Records from a data collection

###

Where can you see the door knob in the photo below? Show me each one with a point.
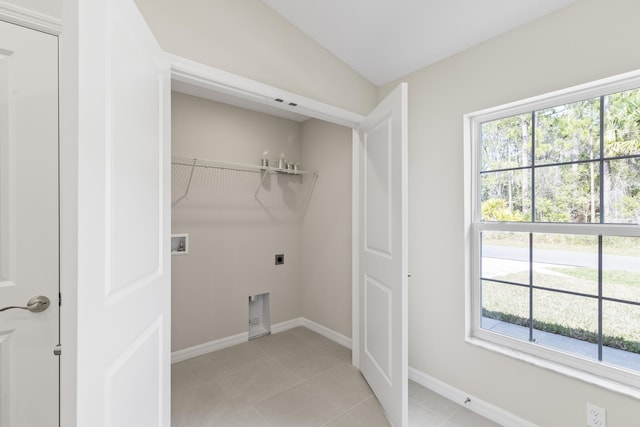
(35, 305)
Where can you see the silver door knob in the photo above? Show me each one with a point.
(35, 305)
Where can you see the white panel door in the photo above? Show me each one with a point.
(123, 295)
(383, 254)
(28, 226)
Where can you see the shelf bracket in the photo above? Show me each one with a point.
(186, 193)
(264, 175)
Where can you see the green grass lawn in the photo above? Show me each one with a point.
(569, 315)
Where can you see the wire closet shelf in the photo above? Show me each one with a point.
(192, 163)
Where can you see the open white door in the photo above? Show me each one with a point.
(382, 270)
(123, 296)
(28, 227)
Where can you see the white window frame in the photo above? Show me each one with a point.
(599, 373)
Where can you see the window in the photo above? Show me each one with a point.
(553, 209)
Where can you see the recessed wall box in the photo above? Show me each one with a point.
(179, 244)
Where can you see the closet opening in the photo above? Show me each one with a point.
(249, 182)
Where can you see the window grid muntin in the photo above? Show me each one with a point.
(600, 229)
(531, 287)
(533, 161)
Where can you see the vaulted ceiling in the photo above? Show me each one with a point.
(386, 39)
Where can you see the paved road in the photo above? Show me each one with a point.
(574, 259)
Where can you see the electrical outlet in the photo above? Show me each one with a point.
(596, 416)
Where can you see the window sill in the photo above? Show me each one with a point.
(554, 366)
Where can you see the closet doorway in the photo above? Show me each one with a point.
(379, 296)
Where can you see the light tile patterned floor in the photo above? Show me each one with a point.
(294, 378)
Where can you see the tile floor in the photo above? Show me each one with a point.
(294, 378)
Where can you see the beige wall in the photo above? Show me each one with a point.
(589, 40)
(247, 38)
(326, 230)
(233, 238)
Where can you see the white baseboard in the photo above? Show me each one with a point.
(199, 350)
(327, 333)
(208, 347)
(472, 403)
(286, 325)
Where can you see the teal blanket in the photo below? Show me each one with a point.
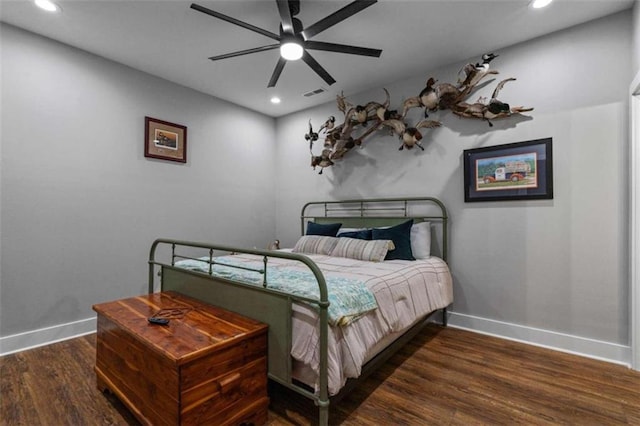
(348, 298)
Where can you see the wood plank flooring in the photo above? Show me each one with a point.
(445, 376)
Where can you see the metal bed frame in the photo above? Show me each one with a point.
(275, 308)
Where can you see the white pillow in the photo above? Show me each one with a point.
(315, 244)
(370, 250)
(421, 240)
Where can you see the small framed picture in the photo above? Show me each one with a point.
(515, 171)
(164, 140)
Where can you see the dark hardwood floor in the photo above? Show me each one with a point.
(445, 376)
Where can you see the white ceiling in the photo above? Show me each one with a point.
(170, 40)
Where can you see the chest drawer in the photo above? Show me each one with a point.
(207, 366)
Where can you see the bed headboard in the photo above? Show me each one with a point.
(370, 213)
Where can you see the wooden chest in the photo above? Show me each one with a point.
(206, 366)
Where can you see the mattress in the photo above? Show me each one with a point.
(404, 292)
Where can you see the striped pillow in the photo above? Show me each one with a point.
(370, 250)
(315, 244)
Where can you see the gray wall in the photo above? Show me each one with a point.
(558, 265)
(81, 205)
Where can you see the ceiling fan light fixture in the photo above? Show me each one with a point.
(291, 50)
(539, 4)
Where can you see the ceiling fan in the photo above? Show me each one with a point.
(293, 36)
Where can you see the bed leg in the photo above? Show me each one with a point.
(323, 415)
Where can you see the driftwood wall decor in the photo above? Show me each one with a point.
(361, 121)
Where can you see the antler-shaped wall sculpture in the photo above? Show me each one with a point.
(360, 121)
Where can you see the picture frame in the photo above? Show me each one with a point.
(164, 140)
(514, 171)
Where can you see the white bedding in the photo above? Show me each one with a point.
(405, 292)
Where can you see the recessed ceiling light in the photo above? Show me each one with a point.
(538, 4)
(47, 5)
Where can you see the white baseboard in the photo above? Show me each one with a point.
(45, 336)
(604, 351)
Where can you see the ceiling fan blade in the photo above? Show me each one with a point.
(245, 52)
(276, 72)
(234, 21)
(342, 48)
(285, 16)
(336, 17)
(317, 68)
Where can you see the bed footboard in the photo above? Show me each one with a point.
(261, 303)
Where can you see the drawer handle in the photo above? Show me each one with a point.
(229, 382)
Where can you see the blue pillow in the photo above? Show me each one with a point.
(363, 234)
(326, 230)
(401, 237)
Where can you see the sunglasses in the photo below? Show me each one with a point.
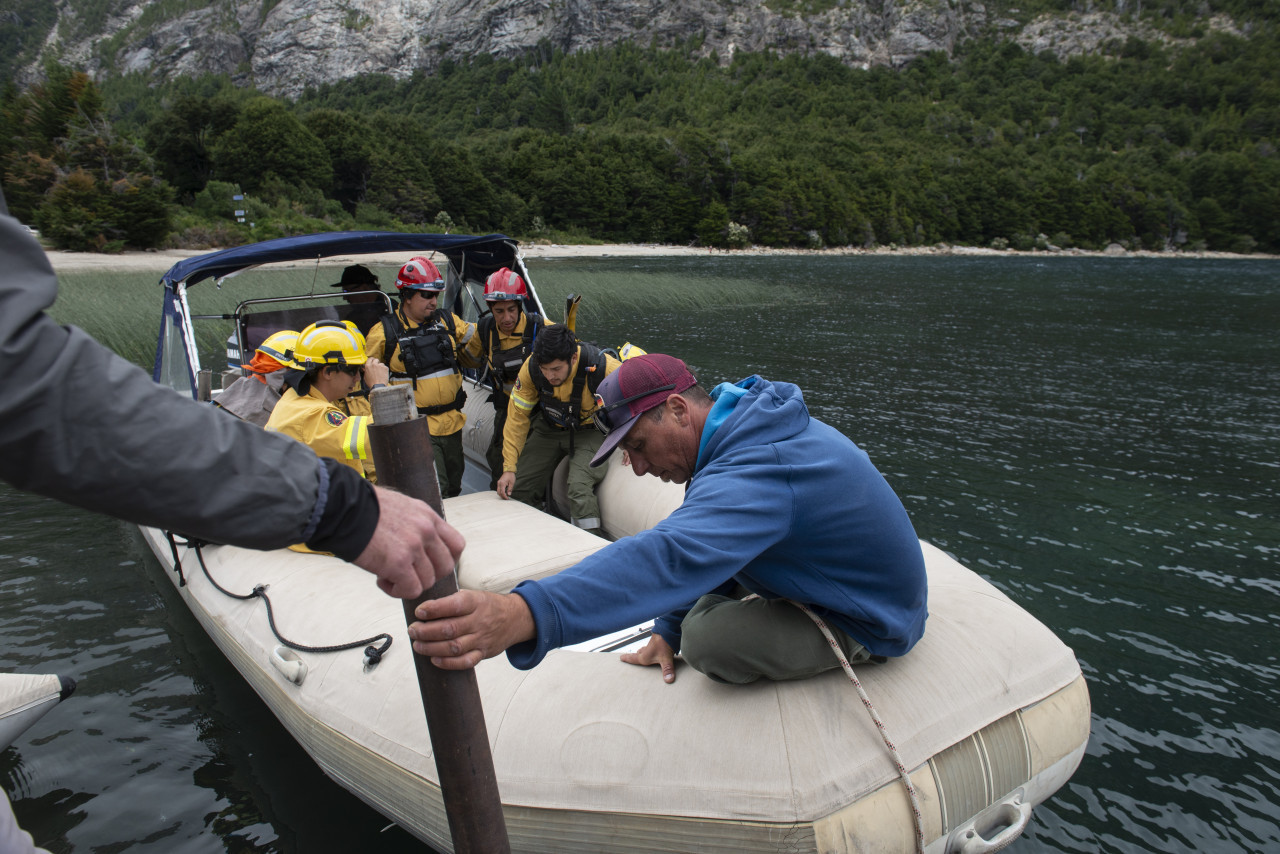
(603, 414)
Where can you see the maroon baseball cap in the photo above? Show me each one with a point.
(638, 386)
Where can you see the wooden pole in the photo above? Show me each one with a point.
(451, 698)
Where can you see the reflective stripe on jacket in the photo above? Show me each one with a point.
(329, 429)
(435, 389)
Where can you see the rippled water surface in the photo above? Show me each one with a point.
(1097, 437)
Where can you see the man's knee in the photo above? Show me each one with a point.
(705, 651)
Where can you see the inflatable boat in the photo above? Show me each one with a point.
(24, 698)
(990, 712)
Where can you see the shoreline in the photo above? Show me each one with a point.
(160, 260)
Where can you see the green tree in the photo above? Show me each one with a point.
(269, 140)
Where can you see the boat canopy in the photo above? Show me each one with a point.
(476, 255)
(471, 260)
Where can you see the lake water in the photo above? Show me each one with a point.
(1097, 437)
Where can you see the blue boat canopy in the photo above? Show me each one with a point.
(470, 259)
(481, 254)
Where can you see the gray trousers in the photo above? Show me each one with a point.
(737, 642)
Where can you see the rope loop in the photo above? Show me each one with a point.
(917, 817)
(373, 654)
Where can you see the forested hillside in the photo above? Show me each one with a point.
(1143, 145)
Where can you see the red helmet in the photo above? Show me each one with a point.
(504, 284)
(420, 274)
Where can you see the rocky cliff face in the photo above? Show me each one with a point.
(287, 45)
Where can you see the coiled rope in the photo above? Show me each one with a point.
(373, 654)
(880, 725)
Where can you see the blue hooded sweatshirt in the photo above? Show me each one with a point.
(778, 502)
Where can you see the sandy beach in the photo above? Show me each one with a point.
(160, 260)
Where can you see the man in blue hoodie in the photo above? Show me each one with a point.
(777, 503)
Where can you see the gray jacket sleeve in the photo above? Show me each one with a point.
(81, 424)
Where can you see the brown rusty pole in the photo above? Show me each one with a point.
(451, 698)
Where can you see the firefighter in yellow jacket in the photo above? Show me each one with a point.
(315, 407)
(428, 346)
(558, 380)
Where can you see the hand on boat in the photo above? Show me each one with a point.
(506, 483)
(412, 546)
(656, 652)
(464, 629)
(375, 373)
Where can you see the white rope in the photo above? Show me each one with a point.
(880, 725)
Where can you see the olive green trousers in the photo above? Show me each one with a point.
(740, 640)
(544, 448)
(448, 462)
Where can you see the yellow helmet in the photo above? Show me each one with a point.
(329, 342)
(279, 346)
(630, 351)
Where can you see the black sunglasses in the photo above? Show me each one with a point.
(602, 415)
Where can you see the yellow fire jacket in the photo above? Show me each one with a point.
(525, 396)
(338, 430)
(435, 389)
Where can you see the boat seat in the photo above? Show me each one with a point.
(508, 542)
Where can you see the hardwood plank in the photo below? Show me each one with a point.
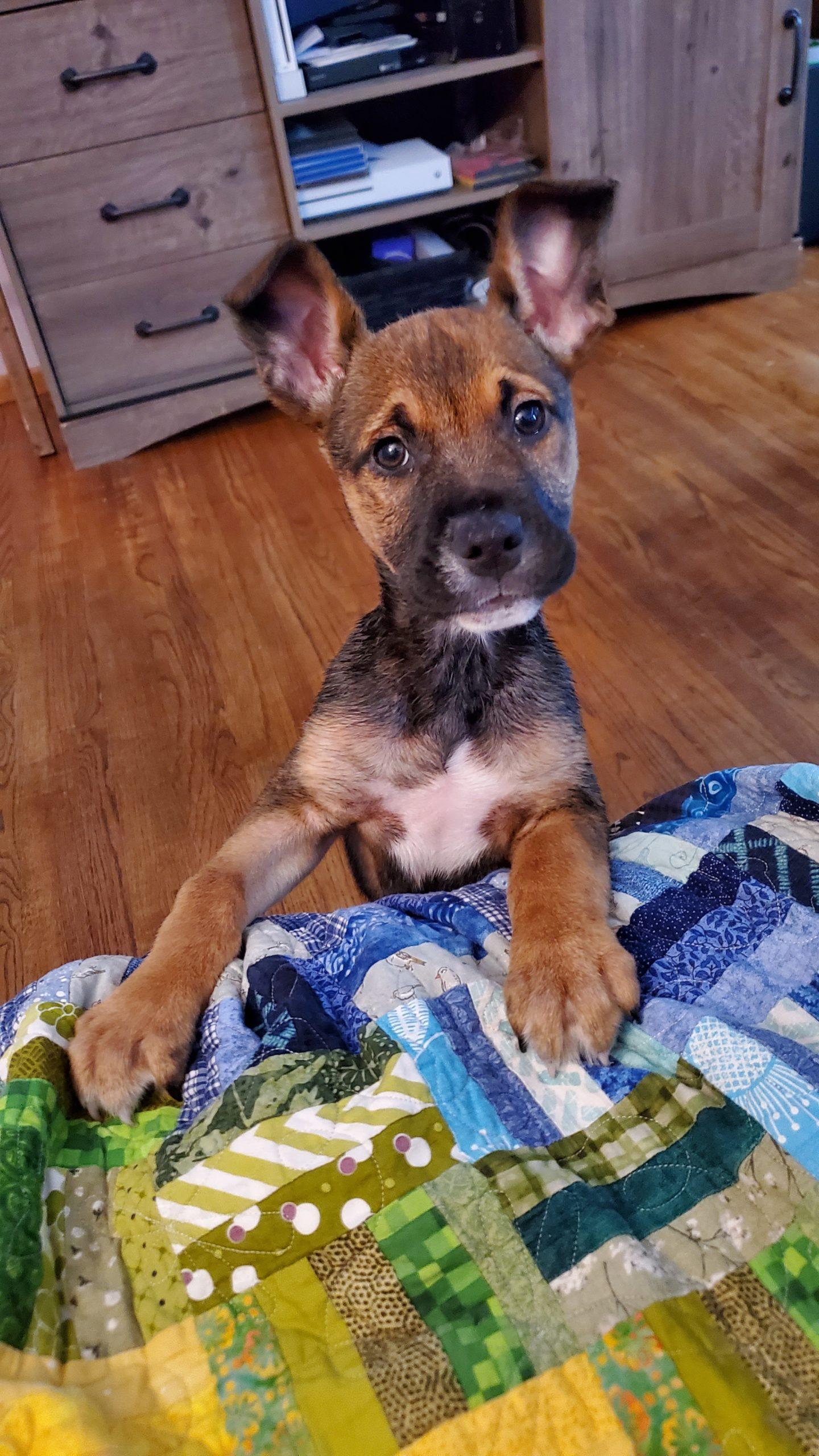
(165, 621)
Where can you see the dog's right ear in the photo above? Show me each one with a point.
(301, 326)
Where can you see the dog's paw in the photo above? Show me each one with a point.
(126, 1046)
(566, 998)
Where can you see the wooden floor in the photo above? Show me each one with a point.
(165, 621)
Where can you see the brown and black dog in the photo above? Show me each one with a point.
(446, 739)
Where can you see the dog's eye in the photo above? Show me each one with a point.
(391, 453)
(530, 419)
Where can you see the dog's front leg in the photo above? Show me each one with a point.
(569, 979)
(142, 1034)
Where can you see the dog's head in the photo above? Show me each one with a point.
(452, 432)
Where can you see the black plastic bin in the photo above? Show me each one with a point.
(394, 290)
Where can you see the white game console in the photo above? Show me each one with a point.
(398, 171)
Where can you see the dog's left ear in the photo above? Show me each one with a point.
(545, 267)
(301, 325)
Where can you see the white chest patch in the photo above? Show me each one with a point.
(442, 819)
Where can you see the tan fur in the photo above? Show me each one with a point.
(569, 979)
(445, 370)
(515, 800)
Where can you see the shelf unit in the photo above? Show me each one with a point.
(410, 81)
(400, 212)
(521, 75)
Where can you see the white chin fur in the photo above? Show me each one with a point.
(494, 619)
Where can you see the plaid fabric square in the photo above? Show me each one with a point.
(789, 1270)
(522, 1178)
(451, 1296)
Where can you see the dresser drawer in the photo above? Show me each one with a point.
(198, 66)
(221, 181)
(98, 354)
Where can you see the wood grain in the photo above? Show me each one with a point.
(21, 385)
(228, 169)
(165, 621)
(680, 104)
(206, 72)
(92, 340)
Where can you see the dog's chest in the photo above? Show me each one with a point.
(444, 819)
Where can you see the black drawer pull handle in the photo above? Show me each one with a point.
(148, 331)
(180, 197)
(792, 21)
(72, 79)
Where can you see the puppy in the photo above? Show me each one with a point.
(446, 739)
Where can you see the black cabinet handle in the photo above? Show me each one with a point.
(148, 331)
(180, 197)
(792, 21)
(72, 79)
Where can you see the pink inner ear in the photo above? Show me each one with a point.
(305, 325)
(548, 300)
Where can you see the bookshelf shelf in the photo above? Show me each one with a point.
(401, 212)
(410, 81)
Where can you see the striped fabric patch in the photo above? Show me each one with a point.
(270, 1155)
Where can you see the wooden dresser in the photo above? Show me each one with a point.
(143, 169)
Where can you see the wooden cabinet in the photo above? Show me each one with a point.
(678, 100)
(140, 196)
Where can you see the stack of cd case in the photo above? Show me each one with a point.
(325, 150)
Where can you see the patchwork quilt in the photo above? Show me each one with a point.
(374, 1225)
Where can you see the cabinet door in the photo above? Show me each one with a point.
(678, 100)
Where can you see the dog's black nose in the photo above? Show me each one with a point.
(489, 542)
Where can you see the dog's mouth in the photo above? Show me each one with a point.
(504, 609)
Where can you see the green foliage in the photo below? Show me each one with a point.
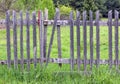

###

▶ **Problem statement**: Convert the part of the listing above that runs from the line containing "Where can you see the shoreline" down through the line containing "(1143, 145)", both lines included, into a numbered list that leaves out any blank lines.

▶ **Correct response**:
1. Where can you see the shoreline in the photo above? Show me each one with a point.
2. (160, 260)
3. Where can you see the green tree in the photo above? Show me each one with a point.
4. (269, 140)
5. Where can you see the boat canopy in the photo above? Show me each one with a point.
6. (476, 255)
7. (471, 260)
8. Where can you see the lake water in the photo above? Show me each one with a point.
9. (1097, 437)
10. Where can you see the blue boat canopy in the photo above? Show me each one with a point.
11. (470, 259)
12. (481, 254)
13. Where can you see the gray trousers in the photo above? Show me each one with a point.
14. (737, 642)
15. Where can you see the rope loop in the photo above? Show me each one with a point.
16. (917, 817)
17. (373, 654)
18. Where can you see the forested hillside in the photo above? Show me each one with a point.
19. (1143, 145)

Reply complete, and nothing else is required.